**REQUIRED TASK:**
Below is a block of records; repeat each one exactly.

**MATERIAL SUPPLIED:**
◇ ◇ ◇

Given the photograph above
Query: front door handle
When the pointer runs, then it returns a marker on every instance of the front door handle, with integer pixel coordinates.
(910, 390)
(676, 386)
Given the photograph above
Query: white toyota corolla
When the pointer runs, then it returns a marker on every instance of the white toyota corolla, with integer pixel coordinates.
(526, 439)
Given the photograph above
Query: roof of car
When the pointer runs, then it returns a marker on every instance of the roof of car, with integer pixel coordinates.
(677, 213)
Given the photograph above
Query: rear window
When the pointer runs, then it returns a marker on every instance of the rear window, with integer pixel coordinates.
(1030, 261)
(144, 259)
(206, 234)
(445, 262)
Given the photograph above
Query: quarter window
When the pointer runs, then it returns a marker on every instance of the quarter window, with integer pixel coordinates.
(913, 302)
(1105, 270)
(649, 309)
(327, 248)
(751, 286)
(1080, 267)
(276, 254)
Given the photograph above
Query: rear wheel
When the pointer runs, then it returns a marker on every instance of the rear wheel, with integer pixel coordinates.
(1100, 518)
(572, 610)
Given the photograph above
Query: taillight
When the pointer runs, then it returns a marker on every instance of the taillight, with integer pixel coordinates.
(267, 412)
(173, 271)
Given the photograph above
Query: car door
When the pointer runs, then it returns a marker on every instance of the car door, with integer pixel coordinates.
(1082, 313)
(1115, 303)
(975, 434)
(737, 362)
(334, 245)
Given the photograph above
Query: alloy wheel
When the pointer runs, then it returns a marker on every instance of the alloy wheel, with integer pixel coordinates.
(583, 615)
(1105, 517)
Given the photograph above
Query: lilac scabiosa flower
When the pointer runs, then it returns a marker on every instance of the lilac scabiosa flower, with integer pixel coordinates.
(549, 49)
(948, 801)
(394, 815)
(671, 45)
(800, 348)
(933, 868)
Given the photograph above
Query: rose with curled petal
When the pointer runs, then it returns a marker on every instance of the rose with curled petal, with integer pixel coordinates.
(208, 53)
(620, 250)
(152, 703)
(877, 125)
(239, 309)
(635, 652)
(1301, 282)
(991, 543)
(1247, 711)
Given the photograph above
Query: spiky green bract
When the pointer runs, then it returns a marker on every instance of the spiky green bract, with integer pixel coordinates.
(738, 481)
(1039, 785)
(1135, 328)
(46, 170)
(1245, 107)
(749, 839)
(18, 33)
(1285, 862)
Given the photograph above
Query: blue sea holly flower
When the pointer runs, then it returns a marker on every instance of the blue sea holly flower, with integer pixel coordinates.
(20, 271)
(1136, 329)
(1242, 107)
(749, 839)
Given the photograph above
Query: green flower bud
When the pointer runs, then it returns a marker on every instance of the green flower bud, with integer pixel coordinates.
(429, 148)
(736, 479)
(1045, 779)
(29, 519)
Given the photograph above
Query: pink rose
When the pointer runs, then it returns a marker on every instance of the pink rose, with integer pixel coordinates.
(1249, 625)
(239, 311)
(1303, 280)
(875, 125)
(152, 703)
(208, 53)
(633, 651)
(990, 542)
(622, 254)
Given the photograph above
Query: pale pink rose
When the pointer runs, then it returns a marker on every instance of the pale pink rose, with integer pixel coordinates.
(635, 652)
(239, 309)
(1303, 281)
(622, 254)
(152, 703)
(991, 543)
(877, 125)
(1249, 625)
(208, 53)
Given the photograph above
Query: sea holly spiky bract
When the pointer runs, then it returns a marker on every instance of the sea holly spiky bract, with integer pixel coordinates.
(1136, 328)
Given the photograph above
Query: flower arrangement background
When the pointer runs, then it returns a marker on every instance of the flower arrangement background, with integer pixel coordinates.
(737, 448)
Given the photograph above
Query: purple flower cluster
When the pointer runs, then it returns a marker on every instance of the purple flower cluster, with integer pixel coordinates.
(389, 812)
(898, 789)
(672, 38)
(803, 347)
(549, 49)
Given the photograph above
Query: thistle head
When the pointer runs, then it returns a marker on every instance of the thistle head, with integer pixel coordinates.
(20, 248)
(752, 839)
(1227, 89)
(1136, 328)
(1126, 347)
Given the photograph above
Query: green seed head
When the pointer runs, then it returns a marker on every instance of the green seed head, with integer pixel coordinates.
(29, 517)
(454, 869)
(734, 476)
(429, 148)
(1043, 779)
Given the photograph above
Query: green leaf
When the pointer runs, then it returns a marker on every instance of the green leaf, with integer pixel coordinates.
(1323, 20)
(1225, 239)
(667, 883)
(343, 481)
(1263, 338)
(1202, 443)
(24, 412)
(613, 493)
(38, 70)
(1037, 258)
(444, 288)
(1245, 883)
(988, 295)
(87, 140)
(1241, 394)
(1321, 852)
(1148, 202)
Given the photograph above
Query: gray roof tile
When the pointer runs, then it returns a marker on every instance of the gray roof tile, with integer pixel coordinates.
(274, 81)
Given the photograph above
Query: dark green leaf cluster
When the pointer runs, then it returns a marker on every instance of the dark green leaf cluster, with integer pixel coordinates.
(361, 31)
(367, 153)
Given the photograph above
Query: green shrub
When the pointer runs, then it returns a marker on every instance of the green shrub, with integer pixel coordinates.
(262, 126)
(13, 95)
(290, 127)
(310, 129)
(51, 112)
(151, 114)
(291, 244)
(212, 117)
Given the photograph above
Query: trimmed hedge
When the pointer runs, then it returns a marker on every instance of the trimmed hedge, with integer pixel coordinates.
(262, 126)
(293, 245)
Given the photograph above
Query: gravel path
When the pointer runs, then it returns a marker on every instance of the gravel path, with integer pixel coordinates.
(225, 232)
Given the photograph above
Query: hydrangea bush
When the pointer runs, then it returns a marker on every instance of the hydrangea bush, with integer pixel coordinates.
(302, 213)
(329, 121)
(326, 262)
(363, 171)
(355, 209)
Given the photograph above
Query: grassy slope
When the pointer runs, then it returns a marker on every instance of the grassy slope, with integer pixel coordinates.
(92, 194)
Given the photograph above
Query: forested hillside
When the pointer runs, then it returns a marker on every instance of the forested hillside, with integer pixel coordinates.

◇ ◇ ◇

**SOLUTION TO THIS TASK:**
Given the photograph above
Query: front door handle
When the pointer runs, then it returns a marker on every instance of the front door handle, with integer pixel coordinates.
(910, 390)
(676, 386)
Given the photograph above
Query: white toyota corolla
When the pointer runs, then it returns a marker on every instance of the white toyota corolla, with integer pixel coordinates.
(526, 439)
Given the photograph above
Query: roof of car
When the pointer runs, then it returns a marker on every instance of the roof of car, with integer pixel coordinates.
(677, 213)
Given the photograph above
Query: rear window
When the pointer runs, then it returns a marker on every instance of the rear window, with integer pixel coordinates.
(1030, 261)
(144, 259)
(206, 234)
(445, 262)
Given the photograph above
Query: quarter window
When the pointer runs, then it returns a marker on every instance of the quarter window, with integer pixel coordinates.
(913, 302)
(1105, 270)
(649, 309)
(327, 248)
(751, 286)
(1080, 267)
(276, 254)
Given the photograph above
Query: rear wheel
When the pointer runs, then it returns a marker on every instance of the rear wheel, with integer pixel coordinates.
(1100, 518)
(572, 610)
Given the photograph above
Query: taillight
When the pointer runs, then it returns a marker on every instance of the taillight, with integer pixel coordinates.
(267, 412)
(173, 271)
Given the photograph above
Query: car door
When the pointer runs, then it returns a marker on every instance of the car door, with integer pixel coordinates.
(1082, 313)
(1115, 303)
(975, 434)
(737, 362)
(334, 245)
Given the photograph above
Query: alloy wheel
When the pointer runs, then it returns a marker on every instance of the alloy wheel, with integer pixel coordinates.
(583, 615)
(1105, 517)
Given the photograph above
Query: lilac scabiosa flower
When the pointer runs, then it returns a marker on every instance of the lilac scabiosa flower, with integer pixel coordinates.
(549, 49)
(948, 801)
(394, 815)
(671, 45)
(800, 348)
(933, 868)
Given the photograph above
Query: rose with curled petal
When the pointer runs, then it returns a marker on every instance of the rose with curled petal, with integer pixel coordinates.
(208, 53)
(620, 250)
(152, 703)
(877, 125)
(239, 309)
(635, 652)
(1301, 282)
(991, 543)
(1247, 711)
Given the photograph above
Query: spiky green bract
When the pointer runs, then it returns a marker on every instance of the spiky green bract, with integer pixel coordinates.
(738, 481)
(1039, 785)
(1135, 328)
(46, 170)
(1245, 107)
(749, 839)
(18, 33)
(1285, 862)
Given the photograph above
Query: blue sea holly flower
When the pointer runs, then it returns a marker on every instance of the blue sea holly flower, with integer pixel coordinates.
(20, 271)
(1136, 329)
(1242, 107)
(749, 839)
Given the photograph above
Query: green flower bud
When the pointer runs, then it returns a marker on every instance of the green flower bud, with integer pixel coordinates.
(429, 148)
(736, 479)
(1045, 779)
(29, 519)
Given the photograph above
Query: pink rose
When the pointer runs, then it returns a marker on every instance of the pink rose, with integer pixel coordinates.
(1249, 625)
(239, 311)
(1303, 280)
(875, 125)
(152, 703)
(208, 53)
(633, 651)
(990, 542)
(622, 254)
Given the photograph above
Query: pale pink rose
When the pointer runs, then it returns a marker on every instance of the pale pink rose, with integer pixel coordinates.
(635, 652)
(239, 309)
(1303, 281)
(622, 254)
(152, 703)
(991, 543)
(877, 125)
(1249, 625)
(208, 53)
Given the photograph above
Query: sea holly spiky bract
When the pointer runs, then it returns a marker on every instance of the sea holly spiky bract, with integer pixel coordinates.
(1136, 328)
Given the photograph above
Query: flower arrangement background
When the pointer runs, then it returns a marker on every instance of the flower arrangement background, with integer pixel coordinates.
(737, 448)
Given the photograph above
Query: purple flower cluster
When the pointer runs, then it returns a marker on every instance of the purple flower cluster, with integer pixel coordinates.
(389, 812)
(898, 789)
(672, 38)
(803, 347)
(549, 49)
Given the photograph above
Query: thistle head
When the pointer runs, then it returns a marker on every instance of the thistle head, with integer pixel coordinates.
(20, 248)
(752, 839)
(1227, 89)
(1136, 328)
(1126, 347)
Given the photograph above
Query: green seed head
When the pointer runs, then it returns a marker on every instance of the green seed head, with integer pixel coordinates.
(29, 517)
(454, 869)
(734, 476)
(429, 148)
(1043, 779)
Given the photograph above
Query: green leaf
When the pointer runs, then it returns a marker on every instance of the green leaf, with integer pixel coordinates.
(1323, 20)
(1225, 239)
(667, 883)
(343, 481)
(1263, 338)
(1202, 443)
(24, 412)
(613, 493)
(38, 70)
(1037, 258)
(444, 288)
(1245, 883)
(988, 295)
(87, 140)
(1241, 394)
(1321, 852)
(1148, 202)
Given the photograph above
Query: gray roof tile
When the pointer runs, then it returns a marker on every instance of the gray roof tile, with integer pixel coordinates.
(274, 81)
Given the photograph above
Query: dark green leaf cluster
When the pointer runs, then it returns a marker on every instance of the dark green leaf cluster, with integer pixel coordinates.
(361, 31)
(367, 153)
Given the photograph above
Query: green shrub
When the pointer runs, then it returns a marker on every instance of the green shrub, with integer pixel coordinates.
(262, 126)
(13, 95)
(290, 127)
(310, 129)
(51, 112)
(151, 114)
(291, 244)
(212, 117)
Given the photograph above
Query: trimmed hedge
When the pointer runs, then it returns a marker on every instance of the trimmed hedge, with integer pixel coordinates.
(262, 126)
(293, 245)
Given the photograph above
Query: gravel path
When the pointer runs, then it returns a marker on every instance of the gravel path, with integer pixel coordinates.
(225, 232)
Given the photograph above
Query: hydrangea bush
When the pointer runs, then it returns a marker on every instance of the hydrangea bush, with integer pixel coordinates.
(302, 213)
(329, 121)
(326, 262)
(363, 171)
(355, 209)
Given the photograph above
Query: grassy slope
When the pointer runs, then it returns a marker on every instance of the grassy slope, with integer pixel coordinates.
(92, 194)
Given the photograph above
Query: forested hillside
When the pointer runs, then it returns a marker on every instance of the forested hillside, with integer pixel coordinates.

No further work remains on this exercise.